Comme d’autres cantons, l’instruction publique genevoise est gangrenée par les théories du complot antisémite. Faute d’outils adéquats face à ce fléau, les enseignants sont désemparés. Mais depuis quelque temps, l’usage de la BD contre ce problème apporte une réponse adaptée.
Si nous étions chez Astérix, il aurait été légitime d’affirmer que les entités de prévention travaillent comme des Romains pour lutter contre l’antisémitisme en Suisse romande.
562 actes “graves“ contre des sujets de confession juive ont été recensés en 2022, selon les chiffres de la Coordination intercommunautaire contre l’antisémitisme et la diffamation (Cicad). Par actes graves, elle entend des agressions, du harcèlement, des menaces ciblées ou des profanations. Ce chiffre est en augmentation de 241% par rapport à 2021. Ces attaques se passent dans la réalité, comme sur les réseaux sociaux, un espace prisé par jeunes. Ces derniers sont de plus en plus exposés et ciblés par ces posts à caractère antisémite, sans en comprendre les conséquences qu’elles pourraient avoir dans la réalité.
Audio: “Avec les réseaux sociaux, les jeunes ont du mal à distinguer la réalité et la fiction“, constate Carole Fumeaux, enseignante et Secrétaire générale de la Licra Genève.
Pire: l’avancement de cet antisémitisme se constate dans les classes. Une chargée d’enseignement à la Haute école pédagogique du canton de Vaud (Hepl), Sybille Rouiller, s’est penchée l’adhésion des jeunes aux théories du complot. Dans le cadre d’un doctorat, elle s’est rendue dans plusieurs écoles de Suisse romande. Son constat est sans appel: plusieurs jeunes rencontrés avaient Alain Soral, Robert Faurisson ou Dieudonné comme “ une source d’information“. Une autre fois, un élève lui a raconté avoir évoqué les opinions de Thierry Meyssan sur le 11 septembre. Tous disent avoir eu connaissance de ces “informations“ via les réseaux sociaux.
=-=-=-=-=
• _Énoncé écrit 1_
Extrayez des enregistrements ci-dessous chacune des lignes où figure la chaîne "asphalt".
=-=-=-=-=
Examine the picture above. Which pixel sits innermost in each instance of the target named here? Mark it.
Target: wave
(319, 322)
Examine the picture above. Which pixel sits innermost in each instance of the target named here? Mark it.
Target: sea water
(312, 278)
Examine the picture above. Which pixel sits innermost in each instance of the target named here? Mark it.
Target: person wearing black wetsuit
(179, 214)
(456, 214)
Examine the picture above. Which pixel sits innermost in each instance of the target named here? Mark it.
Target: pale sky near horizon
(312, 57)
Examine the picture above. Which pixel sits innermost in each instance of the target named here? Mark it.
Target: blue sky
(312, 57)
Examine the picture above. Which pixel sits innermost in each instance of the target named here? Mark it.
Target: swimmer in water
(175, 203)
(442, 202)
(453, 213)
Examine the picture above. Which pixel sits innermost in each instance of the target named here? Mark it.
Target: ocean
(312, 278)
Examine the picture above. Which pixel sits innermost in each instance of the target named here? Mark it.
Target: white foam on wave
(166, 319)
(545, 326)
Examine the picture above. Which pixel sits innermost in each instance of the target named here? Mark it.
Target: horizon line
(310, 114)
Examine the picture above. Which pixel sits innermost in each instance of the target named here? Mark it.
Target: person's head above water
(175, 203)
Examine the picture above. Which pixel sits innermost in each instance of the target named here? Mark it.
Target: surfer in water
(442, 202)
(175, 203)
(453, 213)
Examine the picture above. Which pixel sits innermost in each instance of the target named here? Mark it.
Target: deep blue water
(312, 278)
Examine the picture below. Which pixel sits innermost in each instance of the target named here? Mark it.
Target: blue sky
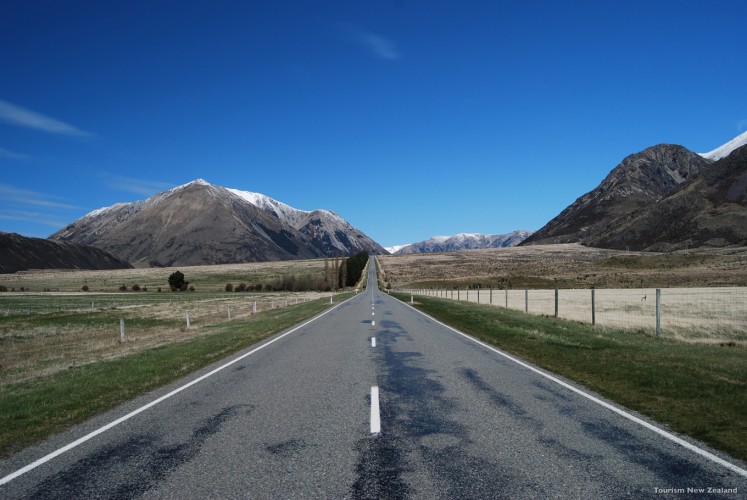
(408, 118)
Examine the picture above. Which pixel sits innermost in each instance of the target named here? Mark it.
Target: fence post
(593, 309)
(658, 311)
(556, 302)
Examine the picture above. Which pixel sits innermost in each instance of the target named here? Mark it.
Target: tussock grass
(695, 389)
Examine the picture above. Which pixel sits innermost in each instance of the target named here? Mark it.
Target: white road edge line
(633, 418)
(105, 428)
(375, 415)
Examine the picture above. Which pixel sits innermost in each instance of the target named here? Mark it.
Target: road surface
(370, 400)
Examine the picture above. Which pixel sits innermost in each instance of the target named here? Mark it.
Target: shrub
(177, 281)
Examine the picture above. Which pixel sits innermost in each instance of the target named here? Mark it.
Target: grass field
(204, 278)
(698, 390)
(567, 266)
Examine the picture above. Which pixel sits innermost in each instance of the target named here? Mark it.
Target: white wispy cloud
(378, 45)
(138, 186)
(10, 155)
(16, 115)
(11, 195)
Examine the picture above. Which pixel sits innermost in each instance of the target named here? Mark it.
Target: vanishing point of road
(371, 399)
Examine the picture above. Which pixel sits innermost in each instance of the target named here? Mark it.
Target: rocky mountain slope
(635, 206)
(709, 210)
(20, 253)
(638, 181)
(200, 223)
(465, 241)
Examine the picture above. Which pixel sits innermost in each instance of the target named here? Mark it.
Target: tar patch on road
(379, 470)
(127, 469)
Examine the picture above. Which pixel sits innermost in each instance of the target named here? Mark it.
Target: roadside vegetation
(697, 390)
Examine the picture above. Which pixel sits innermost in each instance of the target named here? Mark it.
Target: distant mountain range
(19, 253)
(199, 223)
(663, 198)
(463, 241)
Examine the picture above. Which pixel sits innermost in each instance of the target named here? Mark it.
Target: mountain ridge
(606, 216)
(200, 223)
(463, 241)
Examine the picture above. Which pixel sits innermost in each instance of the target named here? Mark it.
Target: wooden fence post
(593, 309)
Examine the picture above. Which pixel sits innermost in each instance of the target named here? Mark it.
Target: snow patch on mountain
(726, 149)
(463, 241)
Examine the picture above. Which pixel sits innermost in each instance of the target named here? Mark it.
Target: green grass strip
(695, 389)
(34, 410)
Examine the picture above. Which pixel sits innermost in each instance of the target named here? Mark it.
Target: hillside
(709, 210)
(637, 182)
(20, 253)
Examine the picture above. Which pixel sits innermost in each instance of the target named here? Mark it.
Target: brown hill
(200, 223)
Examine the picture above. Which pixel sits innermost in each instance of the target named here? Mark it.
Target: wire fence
(686, 313)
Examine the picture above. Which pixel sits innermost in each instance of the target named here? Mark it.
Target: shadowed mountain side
(708, 210)
(638, 181)
(19, 253)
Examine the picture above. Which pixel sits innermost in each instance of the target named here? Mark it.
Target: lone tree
(177, 282)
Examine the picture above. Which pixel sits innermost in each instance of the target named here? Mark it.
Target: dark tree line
(353, 269)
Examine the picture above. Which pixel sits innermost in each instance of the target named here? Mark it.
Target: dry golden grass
(568, 266)
(702, 299)
(204, 278)
(43, 332)
(46, 341)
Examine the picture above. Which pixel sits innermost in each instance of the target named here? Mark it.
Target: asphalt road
(295, 420)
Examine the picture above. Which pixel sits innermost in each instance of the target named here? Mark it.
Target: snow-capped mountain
(200, 223)
(726, 149)
(463, 241)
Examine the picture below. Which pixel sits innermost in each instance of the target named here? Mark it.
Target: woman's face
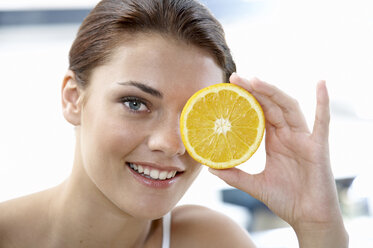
(130, 123)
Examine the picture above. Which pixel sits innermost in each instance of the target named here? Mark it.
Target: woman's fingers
(280, 109)
(240, 180)
(322, 119)
(288, 105)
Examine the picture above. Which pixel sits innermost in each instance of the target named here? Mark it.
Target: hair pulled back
(108, 24)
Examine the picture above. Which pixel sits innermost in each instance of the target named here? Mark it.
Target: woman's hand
(297, 183)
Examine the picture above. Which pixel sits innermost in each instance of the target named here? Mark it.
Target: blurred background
(289, 43)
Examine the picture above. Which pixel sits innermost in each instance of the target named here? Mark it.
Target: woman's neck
(83, 216)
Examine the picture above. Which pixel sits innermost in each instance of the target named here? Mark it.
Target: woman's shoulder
(21, 218)
(198, 226)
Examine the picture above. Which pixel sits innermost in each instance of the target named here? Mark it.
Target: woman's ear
(71, 98)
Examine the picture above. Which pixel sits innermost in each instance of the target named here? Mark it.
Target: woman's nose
(166, 138)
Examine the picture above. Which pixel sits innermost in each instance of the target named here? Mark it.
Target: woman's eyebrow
(143, 87)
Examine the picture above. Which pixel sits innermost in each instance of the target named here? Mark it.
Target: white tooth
(154, 174)
(163, 175)
(170, 174)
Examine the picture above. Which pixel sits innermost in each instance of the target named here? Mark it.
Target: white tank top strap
(166, 220)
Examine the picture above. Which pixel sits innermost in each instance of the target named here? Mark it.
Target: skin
(101, 204)
(297, 183)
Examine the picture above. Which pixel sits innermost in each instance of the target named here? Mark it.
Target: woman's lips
(153, 177)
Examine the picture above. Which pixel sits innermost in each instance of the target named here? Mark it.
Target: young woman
(133, 66)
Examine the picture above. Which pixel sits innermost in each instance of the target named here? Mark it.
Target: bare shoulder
(21, 219)
(197, 226)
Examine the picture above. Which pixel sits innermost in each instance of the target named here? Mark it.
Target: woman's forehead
(159, 62)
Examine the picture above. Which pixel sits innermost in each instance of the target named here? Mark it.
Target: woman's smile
(153, 175)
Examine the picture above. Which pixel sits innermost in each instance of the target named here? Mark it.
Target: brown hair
(111, 20)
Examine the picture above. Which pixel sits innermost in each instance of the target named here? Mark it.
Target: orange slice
(222, 126)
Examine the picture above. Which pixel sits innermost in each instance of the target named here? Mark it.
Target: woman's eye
(135, 105)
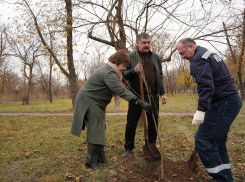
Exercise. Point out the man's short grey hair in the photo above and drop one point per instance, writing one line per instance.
(143, 35)
(187, 41)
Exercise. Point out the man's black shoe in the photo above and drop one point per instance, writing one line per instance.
(126, 153)
(104, 161)
(92, 166)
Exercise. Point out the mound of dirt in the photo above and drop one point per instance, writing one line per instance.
(132, 170)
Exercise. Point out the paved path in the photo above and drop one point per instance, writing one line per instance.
(70, 114)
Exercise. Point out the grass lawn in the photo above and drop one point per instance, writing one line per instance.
(41, 148)
(180, 103)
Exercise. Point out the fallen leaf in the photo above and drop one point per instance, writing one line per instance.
(133, 178)
(77, 179)
(174, 175)
(122, 167)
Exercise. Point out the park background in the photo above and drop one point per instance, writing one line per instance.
(50, 48)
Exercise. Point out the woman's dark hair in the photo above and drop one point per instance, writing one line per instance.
(120, 57)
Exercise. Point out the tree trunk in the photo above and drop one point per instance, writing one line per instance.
(242, 85)
(50, 81)
(72, 76)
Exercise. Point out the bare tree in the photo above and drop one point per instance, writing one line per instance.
(236, 45)
(71, 75)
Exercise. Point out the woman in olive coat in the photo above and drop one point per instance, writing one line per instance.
(91, 103)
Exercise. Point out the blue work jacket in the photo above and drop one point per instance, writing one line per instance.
(213, 78)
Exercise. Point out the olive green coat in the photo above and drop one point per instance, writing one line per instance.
(93, 98)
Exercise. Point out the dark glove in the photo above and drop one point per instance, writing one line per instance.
(149, 108)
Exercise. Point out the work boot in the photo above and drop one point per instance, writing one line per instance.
(102, 159)
(210, 179)
(92, 156)
(92, 166)
(126, 153)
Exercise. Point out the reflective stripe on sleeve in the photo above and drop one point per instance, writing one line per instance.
(227, 166)
(206, 54)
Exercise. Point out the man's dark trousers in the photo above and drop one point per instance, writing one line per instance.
(134, 113)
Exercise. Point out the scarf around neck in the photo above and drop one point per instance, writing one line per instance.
(119, 75)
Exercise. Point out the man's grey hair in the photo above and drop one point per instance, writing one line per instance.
(143, 35)
(187, 41)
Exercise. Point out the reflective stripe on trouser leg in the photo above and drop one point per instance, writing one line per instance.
(92, 153)
(210, 158)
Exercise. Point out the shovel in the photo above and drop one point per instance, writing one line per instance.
(150, 150)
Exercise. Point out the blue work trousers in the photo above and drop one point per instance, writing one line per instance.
(211, 137)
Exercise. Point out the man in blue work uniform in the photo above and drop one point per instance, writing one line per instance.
(218, 105)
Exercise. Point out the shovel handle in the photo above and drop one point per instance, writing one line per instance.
(143, 111)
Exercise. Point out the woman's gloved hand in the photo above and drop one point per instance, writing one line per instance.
(198, 118)
(149, 108)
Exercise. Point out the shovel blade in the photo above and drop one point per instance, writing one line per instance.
(151, 152)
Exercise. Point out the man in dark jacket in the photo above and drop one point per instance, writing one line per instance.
(150, 63)
(218, 105)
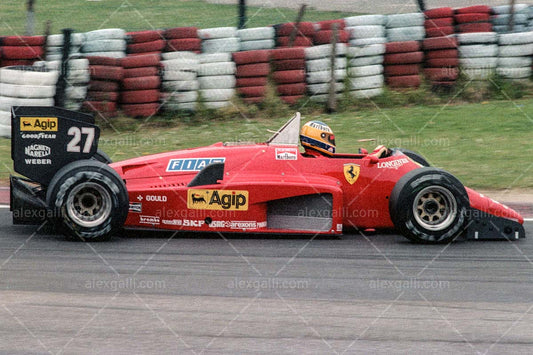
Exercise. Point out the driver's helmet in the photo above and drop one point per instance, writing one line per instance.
(318, 136)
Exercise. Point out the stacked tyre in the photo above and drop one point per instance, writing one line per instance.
(253, 68)
(405, 27)
(110, 42)
(319, 73)
(325, 30)
(439, 22)
(288, 65)
(140, 89)
(502, 15)
(257, 38)
(216, 77)
(304, 31)
(21, 50)
(145, 42)
(441, 61)
(104, 87)
(180, 84)
(55, 43)
(478, 54)
(24, 86)
(182, 39)
(366, 30)
(219, 40)
(365, 69)
(402, 64)
(515, 55)
(473, 19)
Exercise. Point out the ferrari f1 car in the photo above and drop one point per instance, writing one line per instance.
(269, 187)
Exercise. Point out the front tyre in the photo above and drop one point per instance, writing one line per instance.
(89, 200)
(429, 205)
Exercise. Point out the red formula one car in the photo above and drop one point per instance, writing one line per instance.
(269, 187)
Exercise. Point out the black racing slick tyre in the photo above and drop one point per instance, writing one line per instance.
(429, 205)
(89, 201)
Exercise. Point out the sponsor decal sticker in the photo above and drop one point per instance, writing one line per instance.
(351, 173)
(192, 164)
(227, 200)
(38, 124)
(286, 153)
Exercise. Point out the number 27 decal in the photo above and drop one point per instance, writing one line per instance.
(74, 145)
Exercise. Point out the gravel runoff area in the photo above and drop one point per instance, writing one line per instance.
(370, 6)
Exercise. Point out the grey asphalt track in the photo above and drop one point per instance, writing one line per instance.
(358, 294)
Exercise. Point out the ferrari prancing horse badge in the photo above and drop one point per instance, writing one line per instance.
(351, 172)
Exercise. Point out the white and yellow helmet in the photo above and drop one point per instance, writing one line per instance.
=-=-=-=-=
• _Énoncé écrit 2_
Transcrivez sans modification le passage de l'article ci-dessus sur l'antisémitisme en Suisse romande qui commence aux mots "Pire: l’avancement de" et s'arrête après les mots "les réseaux sociaux.".

• _Résultat final 1_
Target: asphalt road
Exercise. Point out the grey asphalt track in the photo above and drop one point per instance, writing one line per instance.

• _Résultat final 2_
Pire: l’avancement de cet antisémitisme se constate dans les classes. Une chargée d’enseignement à la Haute école pédagogique du canton de Vaud (Hepl), Sybille Rouiller, s’est penchée l’adhésion des jeunes aux théories du complot. Dans le cadre d’un doctorat, elle s’est rendue dans plusieurs écoles de Suisse romande. Son constat est sans appel: plusieurs jeunes rencontrés avaient Alain Soral, Robert Faurisson ou Dieudonné comme “ une source d’information“. Une autre fois, un élève lui a raconté avoir évoqué les opinions de Thierry Meyssan sur le 11 septembre. Tous disent avoir eu connaissance de ces “informations“ via les réseaux sociaux.